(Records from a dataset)
-- -- --

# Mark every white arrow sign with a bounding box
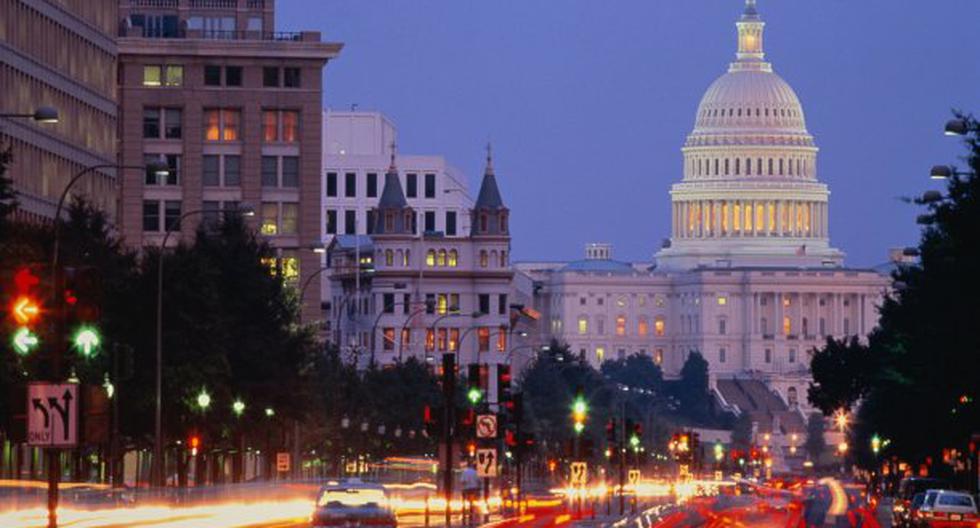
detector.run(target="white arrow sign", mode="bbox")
[27,383,78,447]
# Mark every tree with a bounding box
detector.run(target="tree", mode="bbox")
[807,336,878,416]
[803,413,827,464]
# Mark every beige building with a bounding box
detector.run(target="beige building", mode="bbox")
[118,0,342,320]
[0,0,119,221]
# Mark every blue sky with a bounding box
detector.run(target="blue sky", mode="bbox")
[277,0,980,266]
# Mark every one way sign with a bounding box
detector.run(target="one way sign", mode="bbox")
[27,383,78,447]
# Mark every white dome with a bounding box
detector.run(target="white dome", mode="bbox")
[694,69,806,134]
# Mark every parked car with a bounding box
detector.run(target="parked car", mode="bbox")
[311,479,398,528]
[917,490,980,528]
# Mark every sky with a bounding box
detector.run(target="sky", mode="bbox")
[276,0,980,266]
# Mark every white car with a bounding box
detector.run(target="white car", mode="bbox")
[919,490,978,528]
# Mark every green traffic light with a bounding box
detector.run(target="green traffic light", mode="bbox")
[72,326,102,357]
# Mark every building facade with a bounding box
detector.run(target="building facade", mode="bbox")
[0,0,118,221]
[516,0,889,420]
[118,0,341,320]
[328,151,514,378]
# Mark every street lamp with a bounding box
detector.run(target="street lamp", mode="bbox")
[0,106,58,124]
[150,204,255,486]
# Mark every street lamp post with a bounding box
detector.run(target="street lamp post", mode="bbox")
[150,204,255,486]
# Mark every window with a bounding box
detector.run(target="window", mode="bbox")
[204,108,242,141]
[262,156,279,187]
[476,326,490,352]
[367,172,378,198]
[143,201,160,233]
[383,327,395,351]
[201,154,221,187]
[204,64,221,86]
[405,173,419,198]
[344,172,357,198]
[477,293,490,314]
[282,156,299,188]
[163,200,180,231]
[262,66,279,88]
[446,211,456,236]
[143,108,161,139]
[344,209,357,235]
[282,68,299,88]
[143,154,180,185]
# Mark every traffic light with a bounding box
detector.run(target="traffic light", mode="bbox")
[466,363,483,407]
[3,266,43,356]
[64,267,102,358]
[497,364,514,412]
[572,388,589,434]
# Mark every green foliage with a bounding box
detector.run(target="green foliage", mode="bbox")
[807,337,878,416]
[803,413,827,463]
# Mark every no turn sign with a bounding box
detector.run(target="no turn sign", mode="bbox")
[476,414,497,438]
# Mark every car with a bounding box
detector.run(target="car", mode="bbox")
[917,490,980,528]
[892,477,949,527]
[310,479,398,528]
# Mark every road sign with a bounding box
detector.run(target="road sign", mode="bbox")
[276,453,292,473]
[476,414,497,438]
[27,383,78,447]
[476,448,497,477]
[569,462,589,486]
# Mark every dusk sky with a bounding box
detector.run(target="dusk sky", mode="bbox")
[277,0,980,266]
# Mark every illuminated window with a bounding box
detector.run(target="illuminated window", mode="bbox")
[143,66,163,86]
[653,315,666,337]
[259,202,279,235]
[476,326,490,352]
[383,328,395,351]
[449,328,459,352]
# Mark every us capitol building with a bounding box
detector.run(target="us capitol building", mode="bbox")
[515,0,890,432]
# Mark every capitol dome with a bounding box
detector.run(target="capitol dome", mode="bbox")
[657,0,843,269]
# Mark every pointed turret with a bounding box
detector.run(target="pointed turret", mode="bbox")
[473,145,510,236]
[373,144,415,235]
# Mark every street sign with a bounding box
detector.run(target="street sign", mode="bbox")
[476,414,497,438]
[27,383,78,447]
[569,462,589,486]
[476,448,497,477]
[276,453,292,473]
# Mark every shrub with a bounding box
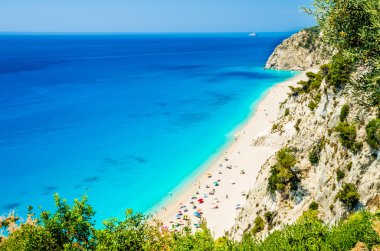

-- -- --

» Exercise aim
Change every "bounding box" in the data above to "rectangle", keeping everything else the same. Leave the pictures out of your answer.

» Response below
# Mark every white arrow sign with a rectangle
detector.run(target="white arrow sign", mode="bbox")
[27,383,78,447]
# Mark every tree with a rectangle
detector.run(target="tree", mode="bbox")
[807,336,878,416]
[803,413,827,464]
# Mark every beige building with a rectangle
detector.run(target="beige building", mode="bbox")
[118,0,342,320]
[0,0,119,221]
# Mark every blue sky with a rectangle
detector.run(target="blue sky", mode="bbox")
[277,0,980,266]
# Mark every one way sign with a rectangle
detector.run(target="one way sign", mode="bbox")
[27,383,78,447]
# Mark every white dome with a rectangle
detector.run(target="white dome", mode="bbox")
[694,69,806,134]
# Mark every parked car with a rectangle
detector.run(target="parked car", mode="bbox")
[311,479,398,528]
[917,490,980,528]
# Mark every sky with a rectangle
detector.run(target="sky", mode="bbox")
[276,0,980,266]
# Mark every white car with a rectangle
detector.run(target="white car", mode="bbox")
[919,490,978,528]
# Mark every green traffic light with a rectangle
detector.run(target="green traffic light", mode="bbox")
[72,326,102,357]
# Mark every building facade with a rectangle
detector.run(target="building facade", mode="bbox")
[0,0,118,221]
[516,0,889,420]
[118,0,341,320]
[328,151,514,378]
# Mark every street lamp with a rectangle
detector.run(target="street lamp", mode="bbox")
[0,106,58,124]
[150,204,255,486]
# Mark every street lamp post with a rectangle
detector.run(target="street lamp post", mode="bbox")
[150,204,255,486]
# Mark every window with a rectangle
detector.run(target="window", mode="bbox")
[204,108,242,141]
[262,156,279,187]
[476,326,490,352]
[367,172,378,198]
[143,201,160,233]
[383,327,395,351]
[201,154,221,187]
[204,64,221,86]
[405,173,419,198]
[344,172,357,198]
[477,293,490,314]
[282,156,299,188]
[163,200,180,231]
[262,66,279,88]
[446,211,456,236]
[143,108,161,139]
[344,209,357,235]
[282,68,299,88]
[143,154,180,185]
# Mark every traffic light with a rectangle
detector.run(target="traffic light", mode="bbox")
[466,363,483,407]
[3,266,43,356]
[64,267,102,358]
[497,364,514,412]
[572,388,589,434]
# Mark every green foliage with a rectangle
detector.run(target="green foliage", mode="bbox")
[807,337,878,416]
[803,413,827,463]
# Mark every no turn sign with a rectangle
detector.run(target="no turn sign", mode="bbox")
[476,414,497,438]
# Mark every car with a rectangle
detector.run(target="car", mode="bbox")
[917,490,980,528]
[892,477,949,527]
[310,479,398,528]
# Mark every road sign with a rectangle
detector.run(target="road sign", mode="bbox")
[276,453,292,473]
[476,414,497,438]
[27,383,78,447]
[476,448,497,477]
[569,462,589,486]
# Mark every dusk sky with a rectangle
detector.run(target="dusk sky", mode="bbox")
[277,0,980,266]
# Mark every illuminated window with a rectangle
detector.run(target="illuminated window", mode="bbox")
[143,66,163,86]
[653,315,666,337]
[259,202,279,235]
[476,326,490,352]
[383,328,395,351]
[449,328,459,352]
# Mark every us capitol building with a rectangle
detector.run(target="us capitol building", mode="bbox")
[515,0,890,432]
# Mark every capitol dome with a rectangle
detector.run(target="capitol dome", mode="bbox")
[657,0,843,269]
# Mark every pointed turret with a rectangle
detector.run(target="pointed turret", mode="bbox")
[473,145,510,236]
[373,144,415,235]
# Mark every street sign with a rectangle
detector.run(target="street sign", mode="bbox")
[476,414,497,438]
[27,383,78,447]
[569,462,589,486]
[476,448,497,477]
[276,453,292,473]
# Mark every shrub with a rectangle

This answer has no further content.